**Given task**
Please pick up the piece on eggshell strength and the Humpty Dumpty rhyme and keep writing it after its final sentence.

--- start of Selection ---

An egg can support a large amount of weight. Its strength comes from its dome shape. Some research has shown that chicken eggs can handle as much as 17 pounds on the end. This amazingly strong shell brings protection to the valuable contents inside. This strong egg is fragile. And once broken, it is complete and irreversible destruction. We are all familiar with the nursery rhyme Humpty Dumpty Sat on a Wall. Humpty Dumpty sat on a wall, Humpty Dumpty had a great fall; Threescore men and threescore more, Could not place Humpty as he was before. It never says anything about an egg. According to some etymologists, the term comes from a French nursery rhyme and was a diminutive form of the name Humphrey. The term is reported in 1785 as describing a “short, dump, hump-shouldered person” according to Online Etymology Dictionary.

--- end of Selection ---
--- start of Material provided ---

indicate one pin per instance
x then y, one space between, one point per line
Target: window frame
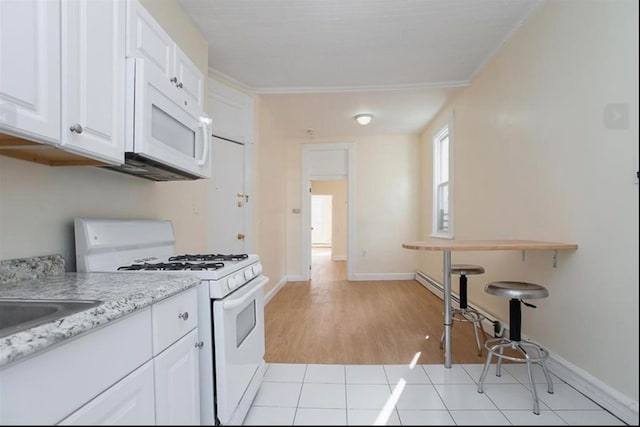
446 130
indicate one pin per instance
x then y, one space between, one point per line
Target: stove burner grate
172 266
209 257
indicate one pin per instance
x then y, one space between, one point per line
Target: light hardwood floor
332 320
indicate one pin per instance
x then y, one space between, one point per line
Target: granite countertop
121 293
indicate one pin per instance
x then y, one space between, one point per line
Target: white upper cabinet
147 39
93 63
30 69
231 111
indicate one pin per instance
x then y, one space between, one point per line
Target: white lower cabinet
141 369
176 382
129 402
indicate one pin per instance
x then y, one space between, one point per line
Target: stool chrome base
531 353
472 316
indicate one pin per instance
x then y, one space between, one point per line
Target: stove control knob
257 269
231 282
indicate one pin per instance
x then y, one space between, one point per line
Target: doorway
321 219
328 163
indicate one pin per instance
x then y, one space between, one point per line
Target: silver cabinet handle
76 128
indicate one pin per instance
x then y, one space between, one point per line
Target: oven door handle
230 305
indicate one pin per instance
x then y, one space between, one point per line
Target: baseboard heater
489 323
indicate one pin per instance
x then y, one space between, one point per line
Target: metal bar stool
531 352
465 313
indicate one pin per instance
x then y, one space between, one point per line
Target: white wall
270 201
386 203
536 157
38 203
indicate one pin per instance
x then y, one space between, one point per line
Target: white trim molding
358 277
273 291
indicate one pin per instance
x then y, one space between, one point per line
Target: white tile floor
299 394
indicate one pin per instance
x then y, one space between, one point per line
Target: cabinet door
190 79
177 385
231 111
30 69
129 402
147 39
93 91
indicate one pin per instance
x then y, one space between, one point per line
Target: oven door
165 126
238 329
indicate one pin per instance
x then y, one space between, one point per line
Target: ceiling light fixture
364 119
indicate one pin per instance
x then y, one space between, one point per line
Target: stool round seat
525 351
466 269
516 290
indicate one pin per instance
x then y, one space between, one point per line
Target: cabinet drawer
49 386
173 318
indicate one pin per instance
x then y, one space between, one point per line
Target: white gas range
230 304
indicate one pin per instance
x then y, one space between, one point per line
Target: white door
177 382
227 198
30 69
321 207
128 402
93 66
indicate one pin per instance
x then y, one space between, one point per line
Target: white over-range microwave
168 137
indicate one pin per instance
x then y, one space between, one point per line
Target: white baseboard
383 276
274 290
613 401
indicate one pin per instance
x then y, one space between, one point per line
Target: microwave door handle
205 141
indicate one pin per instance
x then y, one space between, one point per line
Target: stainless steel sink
20 314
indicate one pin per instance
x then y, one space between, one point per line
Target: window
442 185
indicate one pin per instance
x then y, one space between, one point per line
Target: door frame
307 177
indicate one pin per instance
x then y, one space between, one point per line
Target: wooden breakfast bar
448 245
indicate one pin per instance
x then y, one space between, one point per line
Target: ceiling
316 63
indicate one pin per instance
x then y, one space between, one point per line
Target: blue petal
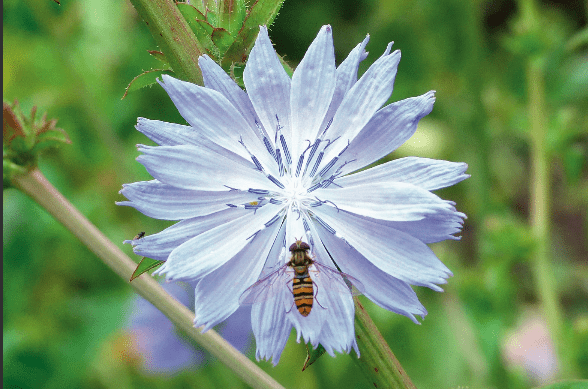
385 199
159 246
387 130
313 84
380 287
211 113
208 251
392 251
362 101
268 86
270 327
431 229
217 79
162 201
346 77
199 168
170 134
217 294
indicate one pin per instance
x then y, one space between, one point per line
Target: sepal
24 137
144 266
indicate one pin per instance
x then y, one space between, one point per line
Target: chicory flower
255 171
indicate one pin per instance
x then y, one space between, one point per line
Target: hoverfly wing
335 280
266 287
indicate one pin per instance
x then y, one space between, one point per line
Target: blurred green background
65 313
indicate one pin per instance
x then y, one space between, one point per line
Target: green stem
173 36
377 361
39 189
540 187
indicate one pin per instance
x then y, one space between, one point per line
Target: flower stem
40 190
377 361
173 36
540 186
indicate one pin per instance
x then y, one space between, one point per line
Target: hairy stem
173 36
377 361
40 190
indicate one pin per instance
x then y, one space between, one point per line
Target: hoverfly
304 289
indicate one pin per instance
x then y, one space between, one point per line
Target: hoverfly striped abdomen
302 285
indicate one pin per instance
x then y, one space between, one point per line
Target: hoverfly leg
316 295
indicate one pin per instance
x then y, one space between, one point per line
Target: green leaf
313 355
147 78
262 12
161 57
200 26
144 266
568 384
232 15
222 40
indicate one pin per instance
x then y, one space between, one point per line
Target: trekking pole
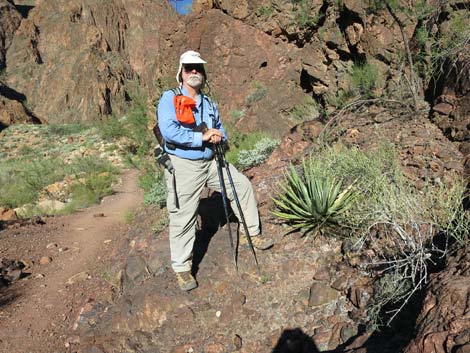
224 201
222 161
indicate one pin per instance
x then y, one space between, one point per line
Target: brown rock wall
443 325
10 20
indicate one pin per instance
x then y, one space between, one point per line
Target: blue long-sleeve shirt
189 144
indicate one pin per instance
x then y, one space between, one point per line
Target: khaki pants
191 176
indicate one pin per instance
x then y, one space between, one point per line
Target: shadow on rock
295 341
212 217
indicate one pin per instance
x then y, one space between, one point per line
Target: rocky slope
268 64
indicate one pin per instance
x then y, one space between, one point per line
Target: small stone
45 260
238 342
78 277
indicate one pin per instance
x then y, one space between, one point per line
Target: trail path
38 312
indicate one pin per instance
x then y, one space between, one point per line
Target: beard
195 81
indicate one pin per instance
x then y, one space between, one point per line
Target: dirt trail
38 312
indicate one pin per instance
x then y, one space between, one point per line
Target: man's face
193 75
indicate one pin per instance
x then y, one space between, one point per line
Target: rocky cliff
289 68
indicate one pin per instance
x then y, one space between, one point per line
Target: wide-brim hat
189 57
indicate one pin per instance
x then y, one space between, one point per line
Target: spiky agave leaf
309 202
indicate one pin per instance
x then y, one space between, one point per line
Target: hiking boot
259 242
186 280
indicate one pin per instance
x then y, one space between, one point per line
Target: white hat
189 57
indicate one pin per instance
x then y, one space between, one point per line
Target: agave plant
310 202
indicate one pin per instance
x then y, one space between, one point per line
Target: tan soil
37 313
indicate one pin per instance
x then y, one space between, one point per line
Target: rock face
452 107
10 20
443 324
76 62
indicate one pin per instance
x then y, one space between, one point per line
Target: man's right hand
212 136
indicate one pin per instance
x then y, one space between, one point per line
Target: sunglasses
191 67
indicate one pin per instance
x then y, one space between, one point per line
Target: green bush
396 221
21 181
258 155
65 129
240 141
112 128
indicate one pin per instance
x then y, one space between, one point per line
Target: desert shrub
65 129
21 181
112 128
310 200
258 155
239 141
302 12
236 115
387 214
89 190
265 11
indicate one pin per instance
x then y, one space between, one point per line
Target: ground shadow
295 341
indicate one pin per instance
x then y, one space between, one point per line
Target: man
189 143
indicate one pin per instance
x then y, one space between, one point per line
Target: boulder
10 20
443 326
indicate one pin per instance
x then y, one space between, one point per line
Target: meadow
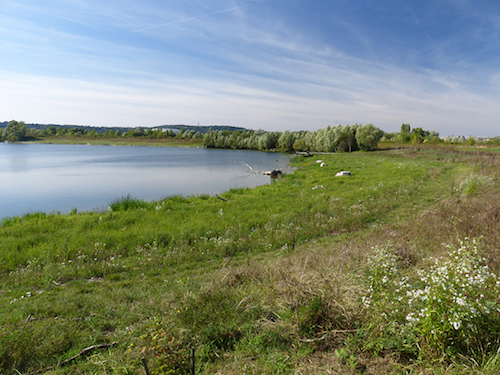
392 269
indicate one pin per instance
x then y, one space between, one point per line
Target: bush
450 308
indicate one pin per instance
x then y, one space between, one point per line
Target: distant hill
103 129
201 129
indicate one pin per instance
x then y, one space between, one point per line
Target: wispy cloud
192 18
254 64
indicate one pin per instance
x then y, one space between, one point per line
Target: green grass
267 282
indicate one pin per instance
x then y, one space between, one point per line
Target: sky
260 64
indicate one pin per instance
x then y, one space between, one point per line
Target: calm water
62 177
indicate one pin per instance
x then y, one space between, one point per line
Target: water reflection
63 177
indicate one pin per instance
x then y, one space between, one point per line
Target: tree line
340 138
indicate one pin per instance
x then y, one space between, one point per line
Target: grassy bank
300 276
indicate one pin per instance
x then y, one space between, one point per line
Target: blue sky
260 64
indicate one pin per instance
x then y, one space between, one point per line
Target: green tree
286 141
368 137
15 131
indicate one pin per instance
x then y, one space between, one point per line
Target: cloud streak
297 67
191 18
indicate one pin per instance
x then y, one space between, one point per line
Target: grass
267 282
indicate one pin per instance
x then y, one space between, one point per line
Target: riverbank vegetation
392 269
340 138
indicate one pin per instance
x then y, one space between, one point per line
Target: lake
48 178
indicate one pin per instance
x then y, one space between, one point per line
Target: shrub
450 308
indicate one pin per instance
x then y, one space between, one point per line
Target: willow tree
15 131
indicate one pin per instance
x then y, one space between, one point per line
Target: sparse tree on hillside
368 137
15 131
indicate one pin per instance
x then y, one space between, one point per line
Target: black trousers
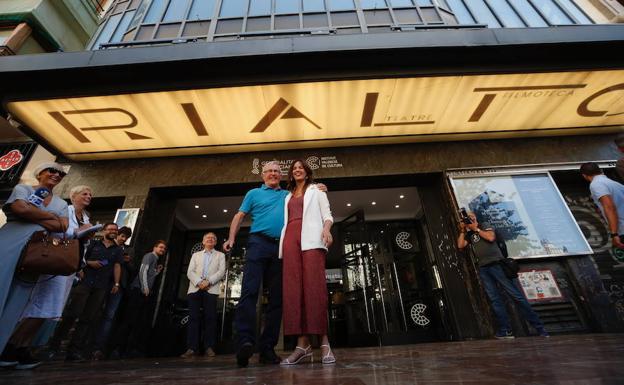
135 325
207 301
84 304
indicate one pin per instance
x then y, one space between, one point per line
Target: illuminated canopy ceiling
325 114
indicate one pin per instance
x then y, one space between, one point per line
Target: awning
323 103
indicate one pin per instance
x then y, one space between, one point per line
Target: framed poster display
526 210
539 285
127 217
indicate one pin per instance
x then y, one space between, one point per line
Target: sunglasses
53 170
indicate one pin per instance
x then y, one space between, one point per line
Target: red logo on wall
10 159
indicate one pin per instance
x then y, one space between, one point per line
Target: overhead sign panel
334 113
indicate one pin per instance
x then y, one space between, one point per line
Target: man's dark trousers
261 265
85 304
208 301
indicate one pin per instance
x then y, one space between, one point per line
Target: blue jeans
112 304
262 265
493 278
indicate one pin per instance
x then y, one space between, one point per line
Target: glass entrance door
389 284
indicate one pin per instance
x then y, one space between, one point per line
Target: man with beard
103 267
132 332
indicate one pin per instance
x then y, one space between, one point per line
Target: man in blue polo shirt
266 206
608 195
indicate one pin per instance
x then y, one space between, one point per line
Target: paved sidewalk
573 359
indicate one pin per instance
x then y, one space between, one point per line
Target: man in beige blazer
206 270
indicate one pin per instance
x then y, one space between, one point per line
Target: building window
146 20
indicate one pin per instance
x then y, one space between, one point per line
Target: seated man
206 269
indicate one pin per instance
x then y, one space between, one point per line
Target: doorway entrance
382 283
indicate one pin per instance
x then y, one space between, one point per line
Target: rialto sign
325 114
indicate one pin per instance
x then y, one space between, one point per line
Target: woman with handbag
28 210
303 246
50 294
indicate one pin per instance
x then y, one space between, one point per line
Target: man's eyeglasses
53 170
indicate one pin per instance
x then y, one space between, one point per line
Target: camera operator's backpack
509 265
501 244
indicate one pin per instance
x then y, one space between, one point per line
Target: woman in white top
303 246
50 293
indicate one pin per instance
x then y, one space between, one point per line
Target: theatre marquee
326 114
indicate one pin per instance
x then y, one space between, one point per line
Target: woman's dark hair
291 179
126 231
158 242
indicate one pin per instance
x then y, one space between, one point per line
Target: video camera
463 215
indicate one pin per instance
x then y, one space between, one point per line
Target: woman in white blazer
303 246
205 271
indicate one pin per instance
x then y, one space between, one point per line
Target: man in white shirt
206 269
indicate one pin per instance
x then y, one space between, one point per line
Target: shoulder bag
45 254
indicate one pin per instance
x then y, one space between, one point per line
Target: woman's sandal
329 357
297 357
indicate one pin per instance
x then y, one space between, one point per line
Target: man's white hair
271 163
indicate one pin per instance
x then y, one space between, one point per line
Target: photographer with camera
489 258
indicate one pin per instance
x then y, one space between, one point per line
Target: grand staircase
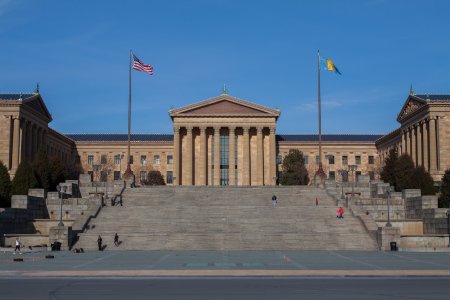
226 218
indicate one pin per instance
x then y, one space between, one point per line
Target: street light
343 173
352 168
61 191
388 195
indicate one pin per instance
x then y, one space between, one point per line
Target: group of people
100 242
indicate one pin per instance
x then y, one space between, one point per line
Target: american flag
140 66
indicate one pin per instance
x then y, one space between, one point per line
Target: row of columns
421 142
26 139
202 179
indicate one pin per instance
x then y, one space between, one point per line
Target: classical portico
224 141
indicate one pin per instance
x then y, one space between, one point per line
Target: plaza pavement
224 263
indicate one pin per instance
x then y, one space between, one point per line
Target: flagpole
128 171
320 171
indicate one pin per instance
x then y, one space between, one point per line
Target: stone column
246 158
438 147
414 145
259 156
29 147
16 143
176 156
217 156
189 157
232 157
203 158
419 145
403 142
426 161
433 158
273 157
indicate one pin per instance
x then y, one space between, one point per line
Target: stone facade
237 136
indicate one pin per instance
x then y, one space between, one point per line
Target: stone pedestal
386 235
60 234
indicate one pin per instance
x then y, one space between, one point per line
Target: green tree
421 179
58 172
388 171
444 199
5 186
294 170
403 170
154 178
41 169
24 179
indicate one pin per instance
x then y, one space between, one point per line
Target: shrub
24 179
294 170
154 178
5 186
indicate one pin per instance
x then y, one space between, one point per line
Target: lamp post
388 195
352 168
343 173
61 191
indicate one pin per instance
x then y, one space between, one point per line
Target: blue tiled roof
169 137
328 137
120 137
15 96
434 97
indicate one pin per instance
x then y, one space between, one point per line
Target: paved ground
226 288
229 263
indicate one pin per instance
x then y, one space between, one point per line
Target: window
143 176
279 159
331 159
169 177
345 160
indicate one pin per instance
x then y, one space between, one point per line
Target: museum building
224 141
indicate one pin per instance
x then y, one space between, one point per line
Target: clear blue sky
264 51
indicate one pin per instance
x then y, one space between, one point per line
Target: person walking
274 201
116 240
99 242
17 246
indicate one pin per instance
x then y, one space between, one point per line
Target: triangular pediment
37 104
411 105
224 105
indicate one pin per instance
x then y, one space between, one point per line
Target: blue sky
264 51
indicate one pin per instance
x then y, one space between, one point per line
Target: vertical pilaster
16 143
259 156
414 145
273 157
231 157
216 156
176 156
246 158
203 157
419 144
189 157
426 158
433 156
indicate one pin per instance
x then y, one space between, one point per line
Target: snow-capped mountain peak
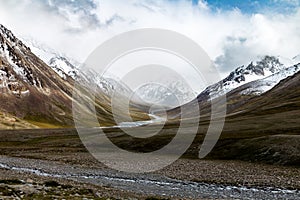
259 70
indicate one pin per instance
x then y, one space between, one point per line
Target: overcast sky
232 32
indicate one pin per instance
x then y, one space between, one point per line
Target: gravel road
144 184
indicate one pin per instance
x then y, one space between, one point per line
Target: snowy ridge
263 85
172 95
269 71
63 66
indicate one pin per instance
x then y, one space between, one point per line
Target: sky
232 32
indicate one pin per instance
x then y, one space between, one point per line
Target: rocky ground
54 164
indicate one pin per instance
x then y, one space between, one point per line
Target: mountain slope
33 91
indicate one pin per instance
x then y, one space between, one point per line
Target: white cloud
230 37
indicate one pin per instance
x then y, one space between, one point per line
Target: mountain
61 64
266 67
67 67
32 91
244 82
168 96
264 128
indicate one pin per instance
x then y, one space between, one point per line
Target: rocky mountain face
29 88
42 95
259 70
169 96
243 83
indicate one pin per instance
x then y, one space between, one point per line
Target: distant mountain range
32 92
36 85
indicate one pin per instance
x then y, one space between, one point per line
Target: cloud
231 37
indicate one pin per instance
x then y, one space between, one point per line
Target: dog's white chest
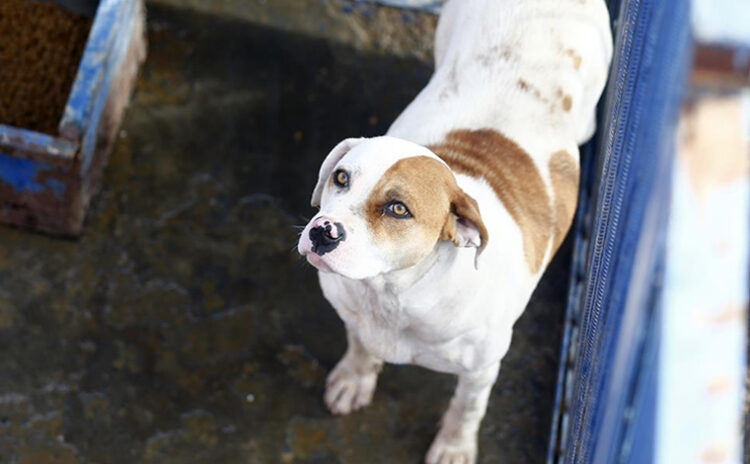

--- end of Material provided ---

**Exercise response**
According to some, Humpty Dumpty celebrates an important victory of the Parliamentary Army over the Royalists in the Second English Civil War in 1649. The Royalists had secured the walled and ancient town of Colchester. Among its weapons was a cannon located on the church. When the underlying structure was destroyed in cannon fire, it crashed and broke. The cannon’s name was Humpty Dumpty. When the royalists (the king’s men) could not put it together or remount it, the town surrendered and the siege ended. Thus the more common ending to the poem:

And all the King’s horses and all the King’s men
Couldn’t put Humpty together again.

(A site explaining the darker side of this and other nursery rhymes can be found at Nursery Rhymes – Lyrics, Origins & History! , http://www.rhymes.org.uk/. ) Today the poem has come to symbolize the ultimate impotence of mankind or even government to fix the irreparable.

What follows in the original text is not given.